▶ _WORK ORDER_
Down to the last line, output the records below exactly.
|---|
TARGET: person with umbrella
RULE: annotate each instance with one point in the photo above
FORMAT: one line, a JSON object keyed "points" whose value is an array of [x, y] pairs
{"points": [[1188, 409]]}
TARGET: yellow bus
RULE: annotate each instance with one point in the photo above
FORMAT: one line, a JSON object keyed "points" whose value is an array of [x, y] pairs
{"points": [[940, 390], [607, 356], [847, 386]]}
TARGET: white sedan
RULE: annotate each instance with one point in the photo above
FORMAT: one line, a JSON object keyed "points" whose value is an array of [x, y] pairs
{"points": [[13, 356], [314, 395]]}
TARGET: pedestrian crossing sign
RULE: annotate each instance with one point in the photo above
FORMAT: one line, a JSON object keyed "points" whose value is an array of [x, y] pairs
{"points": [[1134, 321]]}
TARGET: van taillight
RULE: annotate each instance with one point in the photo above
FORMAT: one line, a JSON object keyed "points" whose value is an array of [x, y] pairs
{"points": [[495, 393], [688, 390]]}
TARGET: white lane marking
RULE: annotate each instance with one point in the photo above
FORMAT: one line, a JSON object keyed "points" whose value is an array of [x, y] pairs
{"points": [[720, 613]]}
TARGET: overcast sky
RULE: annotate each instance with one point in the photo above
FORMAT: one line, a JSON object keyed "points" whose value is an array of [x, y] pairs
|---|
▶ _EXERCISE ANSWER_
TARGET: person with umbrella
RULE: annotate each instance with one point in the photo above
FORMAT: one line, a JSON object keyed "points" whose value is an array of [x, y] pairs
{"points": [[1188, 409]]}
TARGET: yellow bus
RULE: annotate each instance with one point in the photo above
FORMAT: one line, a JSON object keyed "points" whose value is an array of [x, y] pairs
{"points": [[940, 390], [607, 356], [847, 386]]}
TARGET: white sedan
RULE: annotate each instance with one point in the photo above
FORMAT: one line, a JSON object keyed "points" whose value is an array of [x, y] pairs
{"points": [[13, 356], [314, 395]]}
TARGET: pedestrian crossing sign
RULE: annotate each instance with one point in the photo above
FORMAT: one line, a JSON object keyed "points" whose value is an array of [x, y] pairs
{"points": [[1134, 321]]}
TARGET: van taillight
RULE: annotate each instance with one point in the photo above
FORMAT: one line, a JSON object keyed "points" whose value is an array of [x, y] pairs
{"points": [[495, 393], [688, 390]]}
TARGET: white lane marking
RULE: annotate each instance with one point in the photo above
FORMAT: one line, a JSON object keyed "points" whose value is an array of [x, y] pairs
{"points": [[720, 613]]}
TARGET: overcast sky
RULE: annotate each instance with one point in the photo above
FORMAT: one line, a JSON object keyed "points" whose value is an array of [x, y] pairs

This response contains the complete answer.